### [WHAT THE EXERCISE ASKS]
Gather each line of the material below that contains the word "textured" and copy those lines in full. Treat uppercase and lowercase letters as different.
+++ RECORDS TO USE +++
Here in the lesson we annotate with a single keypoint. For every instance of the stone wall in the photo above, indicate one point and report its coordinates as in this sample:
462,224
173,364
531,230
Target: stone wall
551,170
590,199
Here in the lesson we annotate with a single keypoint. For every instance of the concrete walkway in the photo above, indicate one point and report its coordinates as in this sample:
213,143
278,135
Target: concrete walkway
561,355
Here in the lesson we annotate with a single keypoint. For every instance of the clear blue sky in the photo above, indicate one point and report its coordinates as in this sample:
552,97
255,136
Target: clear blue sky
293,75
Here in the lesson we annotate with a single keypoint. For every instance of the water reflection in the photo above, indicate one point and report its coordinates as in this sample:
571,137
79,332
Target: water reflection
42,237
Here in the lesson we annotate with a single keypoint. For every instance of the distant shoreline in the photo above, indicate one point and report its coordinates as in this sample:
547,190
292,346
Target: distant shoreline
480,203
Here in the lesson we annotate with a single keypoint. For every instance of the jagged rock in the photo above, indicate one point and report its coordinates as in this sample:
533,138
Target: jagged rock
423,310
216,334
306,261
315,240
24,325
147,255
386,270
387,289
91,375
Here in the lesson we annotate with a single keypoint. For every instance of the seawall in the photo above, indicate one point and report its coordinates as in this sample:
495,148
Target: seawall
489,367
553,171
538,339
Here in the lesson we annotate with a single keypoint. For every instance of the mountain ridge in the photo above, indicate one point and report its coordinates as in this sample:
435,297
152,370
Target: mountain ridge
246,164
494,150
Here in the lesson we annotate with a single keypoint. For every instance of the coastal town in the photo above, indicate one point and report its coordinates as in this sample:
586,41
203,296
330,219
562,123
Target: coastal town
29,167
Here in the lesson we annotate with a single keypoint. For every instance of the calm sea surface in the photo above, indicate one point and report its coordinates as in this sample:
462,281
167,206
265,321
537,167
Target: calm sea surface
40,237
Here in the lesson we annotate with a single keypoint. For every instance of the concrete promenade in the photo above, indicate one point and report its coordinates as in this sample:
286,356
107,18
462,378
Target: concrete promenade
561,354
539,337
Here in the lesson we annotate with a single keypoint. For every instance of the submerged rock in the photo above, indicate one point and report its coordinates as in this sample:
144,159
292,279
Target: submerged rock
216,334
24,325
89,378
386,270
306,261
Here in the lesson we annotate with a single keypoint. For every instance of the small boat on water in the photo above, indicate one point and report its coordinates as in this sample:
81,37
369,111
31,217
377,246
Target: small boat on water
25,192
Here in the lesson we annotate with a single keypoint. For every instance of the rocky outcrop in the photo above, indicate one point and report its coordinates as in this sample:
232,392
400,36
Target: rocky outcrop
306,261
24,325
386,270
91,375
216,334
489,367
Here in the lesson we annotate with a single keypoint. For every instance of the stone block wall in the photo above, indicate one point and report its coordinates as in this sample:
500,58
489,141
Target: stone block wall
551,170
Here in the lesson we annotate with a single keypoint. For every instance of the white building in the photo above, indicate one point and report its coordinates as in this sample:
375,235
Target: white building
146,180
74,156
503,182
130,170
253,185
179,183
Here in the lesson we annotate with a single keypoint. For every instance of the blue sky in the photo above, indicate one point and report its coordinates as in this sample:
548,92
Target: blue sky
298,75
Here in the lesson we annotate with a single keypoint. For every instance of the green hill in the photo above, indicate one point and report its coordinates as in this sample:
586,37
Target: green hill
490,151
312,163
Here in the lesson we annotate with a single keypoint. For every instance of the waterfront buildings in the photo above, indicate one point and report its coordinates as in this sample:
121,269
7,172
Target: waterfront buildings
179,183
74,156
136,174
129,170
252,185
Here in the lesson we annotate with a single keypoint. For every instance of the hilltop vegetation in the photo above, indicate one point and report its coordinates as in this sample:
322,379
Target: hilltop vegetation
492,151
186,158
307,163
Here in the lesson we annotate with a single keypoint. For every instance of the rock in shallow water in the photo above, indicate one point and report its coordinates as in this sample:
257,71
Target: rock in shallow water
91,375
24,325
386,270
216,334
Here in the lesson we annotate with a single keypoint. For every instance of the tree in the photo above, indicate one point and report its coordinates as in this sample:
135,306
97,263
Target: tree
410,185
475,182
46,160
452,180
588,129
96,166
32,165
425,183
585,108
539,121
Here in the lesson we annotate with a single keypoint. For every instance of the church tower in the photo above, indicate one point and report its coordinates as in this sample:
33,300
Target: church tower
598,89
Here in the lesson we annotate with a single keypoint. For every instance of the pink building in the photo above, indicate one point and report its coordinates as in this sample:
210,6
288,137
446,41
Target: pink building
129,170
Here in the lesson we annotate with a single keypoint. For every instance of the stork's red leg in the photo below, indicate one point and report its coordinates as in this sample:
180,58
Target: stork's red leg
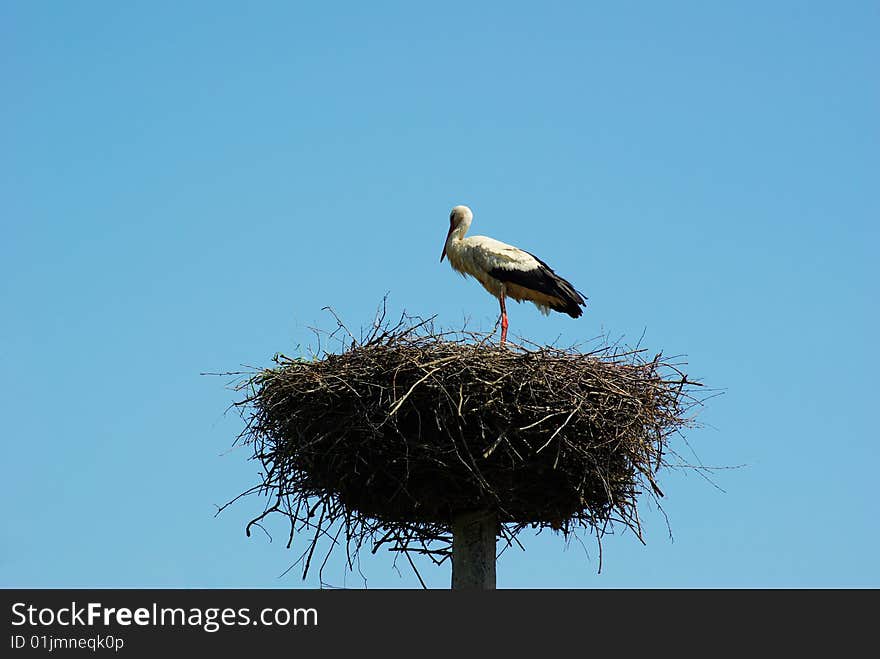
503,319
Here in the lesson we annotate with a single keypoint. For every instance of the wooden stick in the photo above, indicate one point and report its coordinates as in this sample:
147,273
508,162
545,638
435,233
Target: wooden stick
473,550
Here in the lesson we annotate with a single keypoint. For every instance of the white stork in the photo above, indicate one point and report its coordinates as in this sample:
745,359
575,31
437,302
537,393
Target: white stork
507,271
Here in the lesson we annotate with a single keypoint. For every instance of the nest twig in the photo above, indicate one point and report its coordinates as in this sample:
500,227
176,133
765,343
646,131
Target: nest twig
382,444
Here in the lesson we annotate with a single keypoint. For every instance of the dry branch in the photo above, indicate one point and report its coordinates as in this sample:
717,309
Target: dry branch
407,427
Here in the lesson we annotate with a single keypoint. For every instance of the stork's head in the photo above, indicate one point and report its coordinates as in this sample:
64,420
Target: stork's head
460,216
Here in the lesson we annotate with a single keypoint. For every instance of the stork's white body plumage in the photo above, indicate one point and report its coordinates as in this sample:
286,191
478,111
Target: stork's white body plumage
507,271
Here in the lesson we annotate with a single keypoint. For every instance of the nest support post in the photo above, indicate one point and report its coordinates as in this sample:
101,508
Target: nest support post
473,550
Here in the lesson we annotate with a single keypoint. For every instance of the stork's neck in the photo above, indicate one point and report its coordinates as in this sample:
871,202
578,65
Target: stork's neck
458,233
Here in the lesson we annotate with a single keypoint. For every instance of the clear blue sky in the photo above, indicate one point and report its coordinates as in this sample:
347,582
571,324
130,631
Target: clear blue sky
185,185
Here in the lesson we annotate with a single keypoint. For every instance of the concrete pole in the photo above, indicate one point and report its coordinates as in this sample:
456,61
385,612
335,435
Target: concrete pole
473,550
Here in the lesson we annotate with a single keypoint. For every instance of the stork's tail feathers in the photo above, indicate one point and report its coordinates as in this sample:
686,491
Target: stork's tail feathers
571,299
556,293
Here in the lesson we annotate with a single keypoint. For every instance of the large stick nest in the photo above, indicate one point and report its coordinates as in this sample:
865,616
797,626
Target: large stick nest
405,428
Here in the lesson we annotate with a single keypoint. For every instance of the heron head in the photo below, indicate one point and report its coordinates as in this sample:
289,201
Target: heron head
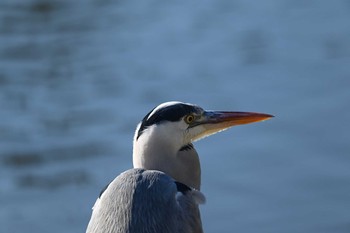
180,124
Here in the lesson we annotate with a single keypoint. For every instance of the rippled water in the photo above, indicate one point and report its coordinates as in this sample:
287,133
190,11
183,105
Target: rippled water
77,76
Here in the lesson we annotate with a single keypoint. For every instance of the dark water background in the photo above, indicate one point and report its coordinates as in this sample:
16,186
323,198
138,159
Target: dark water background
77,76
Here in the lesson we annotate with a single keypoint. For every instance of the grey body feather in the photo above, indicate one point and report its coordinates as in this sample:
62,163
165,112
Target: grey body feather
132,204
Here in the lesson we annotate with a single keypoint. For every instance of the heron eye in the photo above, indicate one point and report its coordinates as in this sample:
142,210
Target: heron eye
189,119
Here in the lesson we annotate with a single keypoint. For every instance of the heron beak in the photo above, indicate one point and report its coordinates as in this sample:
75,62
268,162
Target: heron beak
216,121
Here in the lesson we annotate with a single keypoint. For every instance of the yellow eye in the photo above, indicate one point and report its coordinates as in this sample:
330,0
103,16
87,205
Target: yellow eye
189,119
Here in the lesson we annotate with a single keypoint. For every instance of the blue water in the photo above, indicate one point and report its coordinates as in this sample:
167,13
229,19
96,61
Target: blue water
77,76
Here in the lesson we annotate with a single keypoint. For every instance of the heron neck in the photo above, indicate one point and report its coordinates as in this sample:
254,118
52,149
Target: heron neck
181,165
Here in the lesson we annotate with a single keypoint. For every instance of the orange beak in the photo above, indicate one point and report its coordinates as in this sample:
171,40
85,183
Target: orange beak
216,121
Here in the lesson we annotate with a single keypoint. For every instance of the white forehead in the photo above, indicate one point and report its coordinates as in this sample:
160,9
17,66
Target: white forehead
164,105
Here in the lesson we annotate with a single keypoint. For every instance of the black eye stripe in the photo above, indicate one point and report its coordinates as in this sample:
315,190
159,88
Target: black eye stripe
172,113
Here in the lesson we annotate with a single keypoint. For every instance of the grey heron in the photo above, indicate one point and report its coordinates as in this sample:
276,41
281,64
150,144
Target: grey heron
161,193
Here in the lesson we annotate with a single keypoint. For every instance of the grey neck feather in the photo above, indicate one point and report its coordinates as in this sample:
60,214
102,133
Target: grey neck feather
182,165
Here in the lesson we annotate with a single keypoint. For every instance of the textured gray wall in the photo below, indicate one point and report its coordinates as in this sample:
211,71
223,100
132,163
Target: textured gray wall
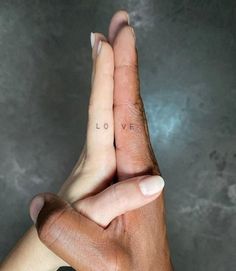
187,53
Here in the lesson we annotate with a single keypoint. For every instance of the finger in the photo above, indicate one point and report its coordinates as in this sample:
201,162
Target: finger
100,152
77,240
134,153
120,198
118,21
100,123
94,40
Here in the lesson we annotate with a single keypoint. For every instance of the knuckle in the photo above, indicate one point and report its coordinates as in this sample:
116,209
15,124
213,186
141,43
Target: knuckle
119,197
50,228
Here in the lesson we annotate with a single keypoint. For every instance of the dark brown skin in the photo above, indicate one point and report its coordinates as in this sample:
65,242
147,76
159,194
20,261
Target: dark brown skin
137,240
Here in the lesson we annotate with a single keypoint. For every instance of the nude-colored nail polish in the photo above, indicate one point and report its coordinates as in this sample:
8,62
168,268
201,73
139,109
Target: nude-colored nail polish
132,30
99,47
151,185
92,39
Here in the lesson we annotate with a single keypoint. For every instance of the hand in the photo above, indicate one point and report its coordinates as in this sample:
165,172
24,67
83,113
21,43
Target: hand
94,171
136,240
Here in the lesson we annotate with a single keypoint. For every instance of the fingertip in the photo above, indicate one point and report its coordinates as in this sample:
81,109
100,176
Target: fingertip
118,21
35,207
151,185
125,47
95,39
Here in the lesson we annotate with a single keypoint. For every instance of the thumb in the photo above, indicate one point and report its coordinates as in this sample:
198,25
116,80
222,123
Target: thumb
120,198
77,240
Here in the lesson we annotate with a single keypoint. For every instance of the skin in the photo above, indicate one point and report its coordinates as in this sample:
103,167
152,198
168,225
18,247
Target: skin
144,246
135,240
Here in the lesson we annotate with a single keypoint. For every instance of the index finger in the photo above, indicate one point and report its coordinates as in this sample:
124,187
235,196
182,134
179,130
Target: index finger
134,152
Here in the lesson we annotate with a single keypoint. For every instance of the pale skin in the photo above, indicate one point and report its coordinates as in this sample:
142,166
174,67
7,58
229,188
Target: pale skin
99,164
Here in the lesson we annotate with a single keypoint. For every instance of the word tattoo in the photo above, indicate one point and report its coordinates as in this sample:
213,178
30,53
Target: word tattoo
124,126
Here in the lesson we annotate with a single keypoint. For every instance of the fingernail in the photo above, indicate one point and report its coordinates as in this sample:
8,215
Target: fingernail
132,30
128,18
99,47
36,206
151,185
92,39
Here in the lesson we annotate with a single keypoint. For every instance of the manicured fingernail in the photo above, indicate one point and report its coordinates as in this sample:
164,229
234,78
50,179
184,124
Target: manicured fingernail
36,206
132,30
99,47
92,39
128,18
151,185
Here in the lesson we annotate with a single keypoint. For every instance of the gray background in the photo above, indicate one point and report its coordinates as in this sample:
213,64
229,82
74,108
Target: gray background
187,53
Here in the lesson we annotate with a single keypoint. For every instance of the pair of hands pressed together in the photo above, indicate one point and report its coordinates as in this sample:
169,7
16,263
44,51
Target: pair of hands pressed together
106,227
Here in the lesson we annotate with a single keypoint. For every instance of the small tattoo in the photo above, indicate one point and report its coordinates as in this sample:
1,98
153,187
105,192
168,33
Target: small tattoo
123,125
104,126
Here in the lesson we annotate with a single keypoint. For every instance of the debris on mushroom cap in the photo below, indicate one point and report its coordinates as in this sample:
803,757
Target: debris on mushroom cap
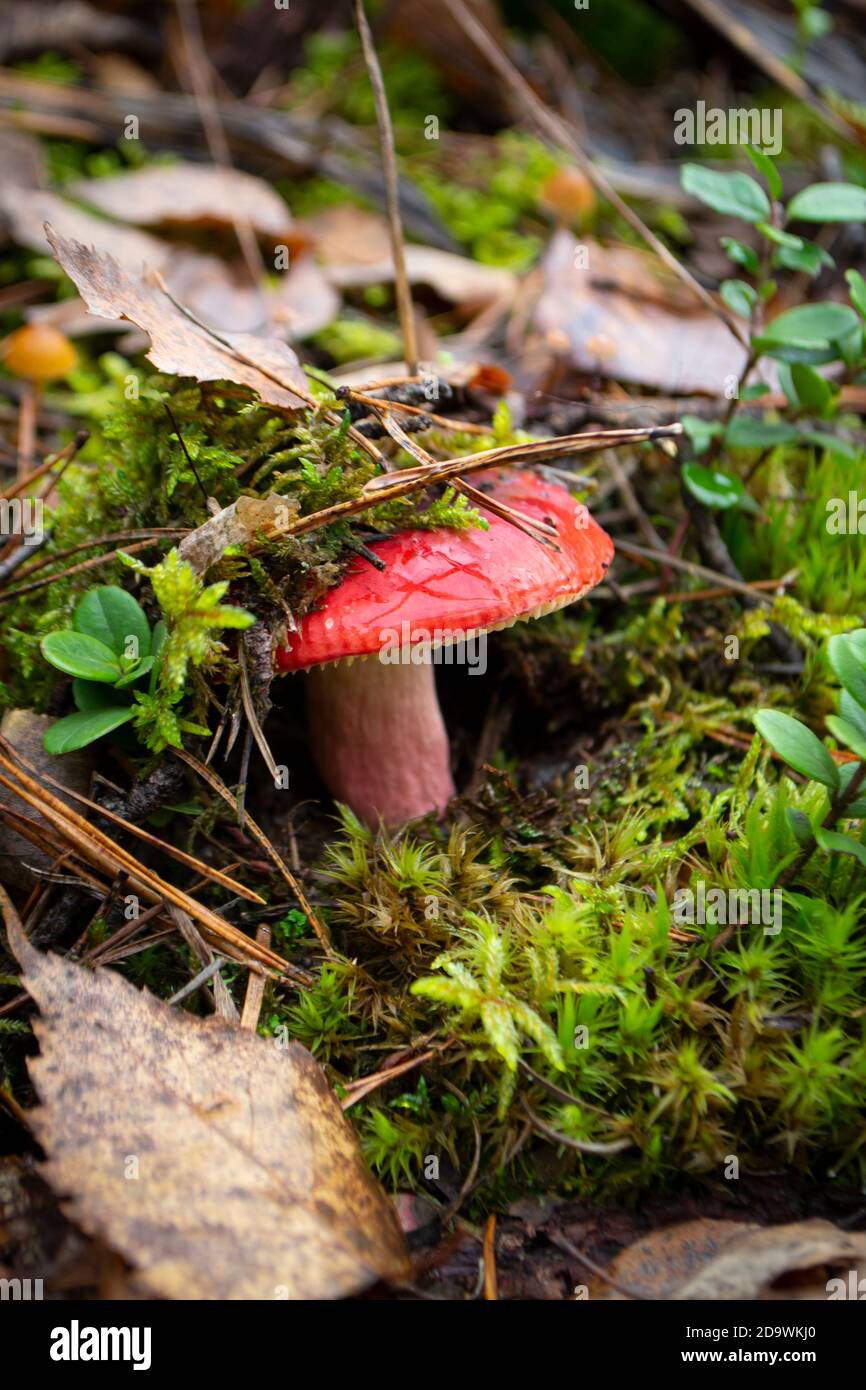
+++
### [COMPLETED TASK]
Here in the lesson we annotate with a single keypoint. For every instance of the textured gray wall in the photo below, indicate one point and report its coordinates as in this sample:
Target: textured gray wall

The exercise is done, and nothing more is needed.